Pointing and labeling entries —
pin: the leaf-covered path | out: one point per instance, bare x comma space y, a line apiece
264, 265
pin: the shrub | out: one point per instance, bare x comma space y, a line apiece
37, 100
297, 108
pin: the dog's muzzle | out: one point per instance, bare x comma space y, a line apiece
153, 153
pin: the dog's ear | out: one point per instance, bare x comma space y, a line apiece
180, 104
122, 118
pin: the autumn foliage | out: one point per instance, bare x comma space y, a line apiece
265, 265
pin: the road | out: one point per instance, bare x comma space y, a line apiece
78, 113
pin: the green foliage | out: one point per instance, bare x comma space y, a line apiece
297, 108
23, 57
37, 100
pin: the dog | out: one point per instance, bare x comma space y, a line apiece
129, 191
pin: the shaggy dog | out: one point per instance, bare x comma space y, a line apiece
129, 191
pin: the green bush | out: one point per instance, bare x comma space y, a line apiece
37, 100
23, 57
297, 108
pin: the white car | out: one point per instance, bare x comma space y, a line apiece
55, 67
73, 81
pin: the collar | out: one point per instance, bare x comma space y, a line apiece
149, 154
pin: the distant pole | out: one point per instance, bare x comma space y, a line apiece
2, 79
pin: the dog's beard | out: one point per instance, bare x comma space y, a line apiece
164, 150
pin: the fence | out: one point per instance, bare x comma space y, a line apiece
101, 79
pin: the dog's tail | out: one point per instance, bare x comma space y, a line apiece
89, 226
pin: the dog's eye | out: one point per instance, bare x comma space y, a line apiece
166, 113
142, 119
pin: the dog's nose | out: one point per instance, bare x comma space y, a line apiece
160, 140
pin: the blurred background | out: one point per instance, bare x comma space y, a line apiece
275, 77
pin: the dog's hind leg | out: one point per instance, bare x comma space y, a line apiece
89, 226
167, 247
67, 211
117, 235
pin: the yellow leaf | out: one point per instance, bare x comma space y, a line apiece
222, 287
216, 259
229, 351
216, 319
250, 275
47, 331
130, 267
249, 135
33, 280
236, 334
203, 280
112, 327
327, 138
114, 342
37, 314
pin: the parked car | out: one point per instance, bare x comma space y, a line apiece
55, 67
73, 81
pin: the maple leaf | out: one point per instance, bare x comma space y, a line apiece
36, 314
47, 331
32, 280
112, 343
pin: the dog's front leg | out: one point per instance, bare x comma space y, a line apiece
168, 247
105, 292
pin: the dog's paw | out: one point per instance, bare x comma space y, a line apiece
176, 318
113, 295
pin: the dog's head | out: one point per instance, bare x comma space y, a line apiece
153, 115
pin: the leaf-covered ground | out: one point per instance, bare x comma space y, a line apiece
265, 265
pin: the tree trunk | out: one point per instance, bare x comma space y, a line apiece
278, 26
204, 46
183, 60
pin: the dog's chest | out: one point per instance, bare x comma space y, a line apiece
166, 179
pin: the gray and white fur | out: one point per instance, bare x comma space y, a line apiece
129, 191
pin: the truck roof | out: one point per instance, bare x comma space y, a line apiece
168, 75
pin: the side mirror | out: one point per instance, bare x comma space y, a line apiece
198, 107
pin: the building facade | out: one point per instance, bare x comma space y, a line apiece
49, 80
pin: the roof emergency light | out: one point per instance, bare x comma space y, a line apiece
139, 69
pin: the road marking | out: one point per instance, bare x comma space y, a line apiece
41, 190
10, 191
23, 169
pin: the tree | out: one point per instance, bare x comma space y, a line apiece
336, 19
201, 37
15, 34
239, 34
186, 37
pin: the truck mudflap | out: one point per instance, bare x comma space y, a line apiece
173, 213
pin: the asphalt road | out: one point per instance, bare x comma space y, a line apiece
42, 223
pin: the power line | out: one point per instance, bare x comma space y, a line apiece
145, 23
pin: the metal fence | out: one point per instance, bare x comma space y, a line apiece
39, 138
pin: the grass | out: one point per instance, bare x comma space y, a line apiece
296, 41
* * *
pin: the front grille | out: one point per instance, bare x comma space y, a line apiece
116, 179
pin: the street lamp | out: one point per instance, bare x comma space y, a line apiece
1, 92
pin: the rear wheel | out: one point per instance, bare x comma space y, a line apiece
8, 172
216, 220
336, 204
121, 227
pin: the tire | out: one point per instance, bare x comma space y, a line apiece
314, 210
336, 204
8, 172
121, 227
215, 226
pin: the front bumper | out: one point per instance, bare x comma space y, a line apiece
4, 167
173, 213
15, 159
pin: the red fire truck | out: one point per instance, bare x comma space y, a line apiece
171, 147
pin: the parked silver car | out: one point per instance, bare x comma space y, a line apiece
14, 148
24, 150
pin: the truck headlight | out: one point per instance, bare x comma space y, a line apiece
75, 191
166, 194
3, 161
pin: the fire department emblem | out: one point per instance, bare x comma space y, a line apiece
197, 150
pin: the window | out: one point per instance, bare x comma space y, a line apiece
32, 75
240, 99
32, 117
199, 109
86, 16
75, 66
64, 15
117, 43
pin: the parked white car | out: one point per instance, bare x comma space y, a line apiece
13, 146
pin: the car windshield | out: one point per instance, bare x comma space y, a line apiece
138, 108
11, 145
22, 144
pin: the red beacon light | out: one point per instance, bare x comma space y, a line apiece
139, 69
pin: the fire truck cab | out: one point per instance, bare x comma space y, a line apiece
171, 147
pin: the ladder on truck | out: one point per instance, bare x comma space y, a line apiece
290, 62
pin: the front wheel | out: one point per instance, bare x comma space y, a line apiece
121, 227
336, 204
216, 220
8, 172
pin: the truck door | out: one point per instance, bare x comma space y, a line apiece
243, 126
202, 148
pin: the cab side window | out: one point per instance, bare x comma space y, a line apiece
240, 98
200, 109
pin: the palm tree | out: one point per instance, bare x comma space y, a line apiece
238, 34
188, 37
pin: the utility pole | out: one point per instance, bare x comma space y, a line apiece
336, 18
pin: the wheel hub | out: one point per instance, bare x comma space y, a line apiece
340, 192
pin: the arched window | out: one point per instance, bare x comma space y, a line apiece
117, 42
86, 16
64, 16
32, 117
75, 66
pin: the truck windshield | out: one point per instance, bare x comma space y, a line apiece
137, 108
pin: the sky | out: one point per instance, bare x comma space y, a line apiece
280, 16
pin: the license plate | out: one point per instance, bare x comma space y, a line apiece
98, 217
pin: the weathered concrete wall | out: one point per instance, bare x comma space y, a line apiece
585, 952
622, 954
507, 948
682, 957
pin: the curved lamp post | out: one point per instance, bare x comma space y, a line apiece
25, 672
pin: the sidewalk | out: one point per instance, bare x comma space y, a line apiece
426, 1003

WHAT YOU NEED TO DO — Which lines of the records above contain the word "green", matching case exactly? Pick out every such line and copy it in full.

SOLUTION TO THE PROBLEM —
pin: the green foliage | out: one point per instance, bare x comma space y, a line apiece
pin: the green bush | out: one point per instance, bare x comma space y, a line apiece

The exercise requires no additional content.